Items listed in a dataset
┏━━

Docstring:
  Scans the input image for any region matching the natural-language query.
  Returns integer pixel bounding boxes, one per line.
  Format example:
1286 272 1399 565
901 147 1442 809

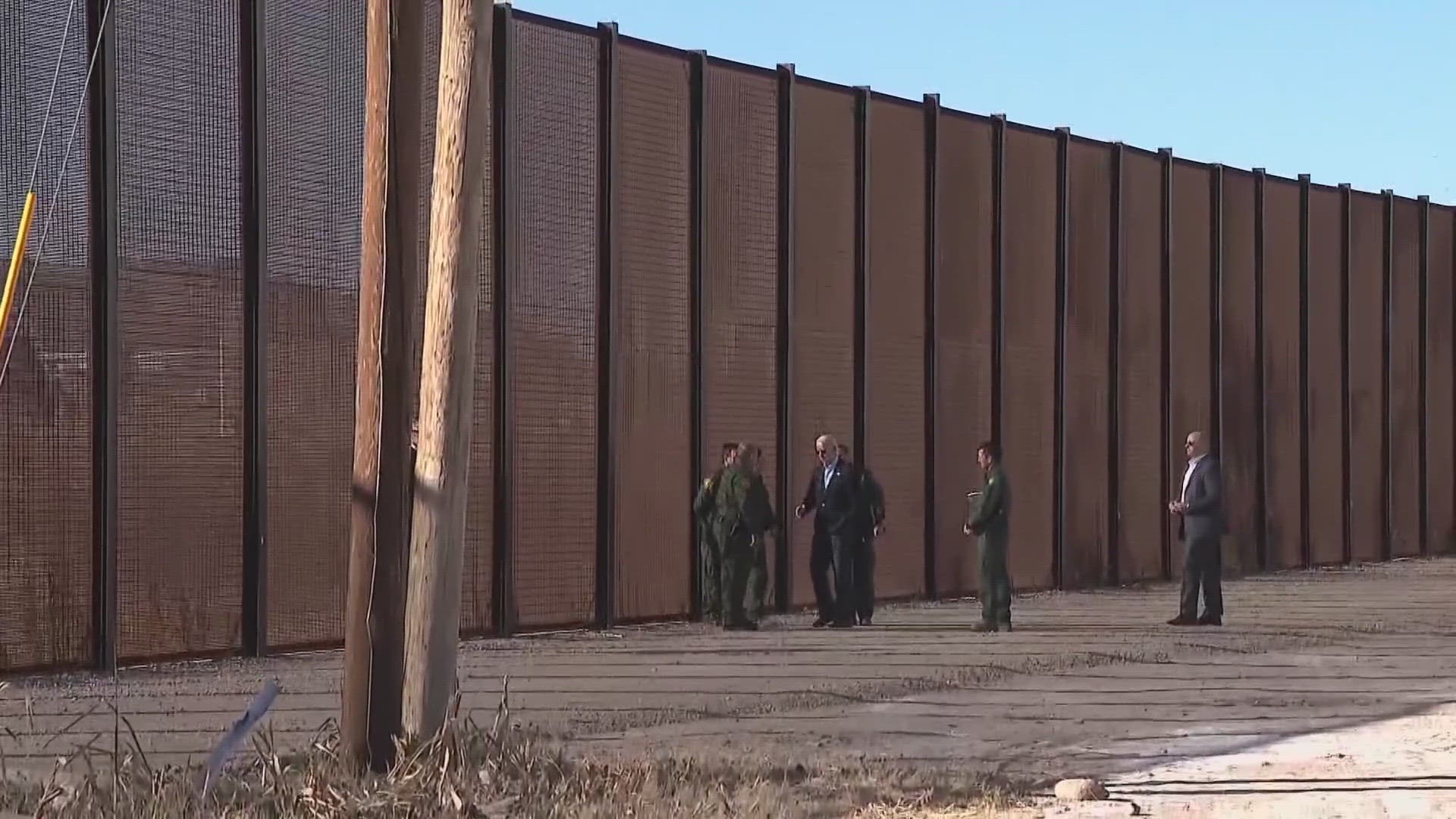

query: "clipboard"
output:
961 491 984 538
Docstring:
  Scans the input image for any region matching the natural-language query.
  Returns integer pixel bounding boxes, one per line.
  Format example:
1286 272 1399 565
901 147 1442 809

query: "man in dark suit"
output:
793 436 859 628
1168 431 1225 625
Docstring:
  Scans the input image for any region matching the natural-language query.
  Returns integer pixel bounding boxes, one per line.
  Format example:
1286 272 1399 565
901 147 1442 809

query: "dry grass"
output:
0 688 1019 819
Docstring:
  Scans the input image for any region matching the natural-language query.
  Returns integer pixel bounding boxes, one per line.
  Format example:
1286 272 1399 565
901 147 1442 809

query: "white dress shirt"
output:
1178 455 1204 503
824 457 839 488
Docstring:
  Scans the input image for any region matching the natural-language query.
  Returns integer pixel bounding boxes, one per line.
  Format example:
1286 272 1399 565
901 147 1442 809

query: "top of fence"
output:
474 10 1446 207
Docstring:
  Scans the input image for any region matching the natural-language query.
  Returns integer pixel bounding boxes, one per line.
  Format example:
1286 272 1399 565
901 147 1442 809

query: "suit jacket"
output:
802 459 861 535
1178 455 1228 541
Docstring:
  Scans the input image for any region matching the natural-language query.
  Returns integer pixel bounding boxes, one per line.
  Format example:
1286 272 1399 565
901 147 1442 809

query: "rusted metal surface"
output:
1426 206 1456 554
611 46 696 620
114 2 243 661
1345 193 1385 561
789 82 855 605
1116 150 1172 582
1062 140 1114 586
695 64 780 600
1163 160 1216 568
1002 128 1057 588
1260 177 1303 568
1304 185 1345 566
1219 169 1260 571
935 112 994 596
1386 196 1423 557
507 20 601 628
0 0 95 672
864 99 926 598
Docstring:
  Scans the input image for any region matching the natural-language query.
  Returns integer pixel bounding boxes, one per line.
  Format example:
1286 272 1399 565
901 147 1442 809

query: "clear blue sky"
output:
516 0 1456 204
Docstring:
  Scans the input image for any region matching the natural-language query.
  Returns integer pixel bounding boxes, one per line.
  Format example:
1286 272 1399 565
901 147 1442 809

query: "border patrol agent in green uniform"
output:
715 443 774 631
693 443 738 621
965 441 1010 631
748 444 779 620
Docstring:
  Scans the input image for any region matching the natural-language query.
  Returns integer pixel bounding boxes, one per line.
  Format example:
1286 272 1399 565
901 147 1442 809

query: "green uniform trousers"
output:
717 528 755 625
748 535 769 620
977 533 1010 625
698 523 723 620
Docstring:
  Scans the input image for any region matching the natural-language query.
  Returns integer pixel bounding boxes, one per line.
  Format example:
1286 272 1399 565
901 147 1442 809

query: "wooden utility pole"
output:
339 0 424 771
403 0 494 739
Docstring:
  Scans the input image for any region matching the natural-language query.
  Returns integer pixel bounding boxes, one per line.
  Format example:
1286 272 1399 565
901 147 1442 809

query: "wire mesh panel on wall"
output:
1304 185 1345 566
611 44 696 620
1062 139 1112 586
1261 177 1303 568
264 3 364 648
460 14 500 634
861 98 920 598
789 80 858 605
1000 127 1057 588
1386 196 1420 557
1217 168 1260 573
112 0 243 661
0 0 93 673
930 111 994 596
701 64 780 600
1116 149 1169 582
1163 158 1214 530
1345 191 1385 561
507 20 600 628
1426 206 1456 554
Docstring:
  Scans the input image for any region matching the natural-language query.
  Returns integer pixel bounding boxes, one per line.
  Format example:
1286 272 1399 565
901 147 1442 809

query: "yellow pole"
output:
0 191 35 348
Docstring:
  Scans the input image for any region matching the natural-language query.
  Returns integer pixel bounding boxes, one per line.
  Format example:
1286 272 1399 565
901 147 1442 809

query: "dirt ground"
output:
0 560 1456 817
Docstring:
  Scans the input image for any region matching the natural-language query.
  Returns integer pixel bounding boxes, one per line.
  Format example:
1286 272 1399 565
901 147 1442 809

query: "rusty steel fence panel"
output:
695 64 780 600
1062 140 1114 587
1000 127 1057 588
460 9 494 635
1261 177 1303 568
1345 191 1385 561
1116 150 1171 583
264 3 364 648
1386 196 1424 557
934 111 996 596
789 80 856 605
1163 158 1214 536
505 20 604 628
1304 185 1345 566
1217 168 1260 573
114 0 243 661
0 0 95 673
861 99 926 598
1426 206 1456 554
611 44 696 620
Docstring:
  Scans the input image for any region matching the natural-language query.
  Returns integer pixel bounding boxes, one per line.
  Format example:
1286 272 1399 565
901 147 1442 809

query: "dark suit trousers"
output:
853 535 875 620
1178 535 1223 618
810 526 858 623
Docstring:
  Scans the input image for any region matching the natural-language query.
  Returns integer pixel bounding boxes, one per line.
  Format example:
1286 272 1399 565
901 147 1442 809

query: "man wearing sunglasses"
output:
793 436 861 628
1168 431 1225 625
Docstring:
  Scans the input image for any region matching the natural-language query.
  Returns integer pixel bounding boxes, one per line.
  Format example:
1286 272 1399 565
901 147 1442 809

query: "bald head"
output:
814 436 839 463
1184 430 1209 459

┗━━

Gather every line of the records that contains the word "trousers" and copy each one out.

query: "green uniform trousers"
query: "dark suit trousers"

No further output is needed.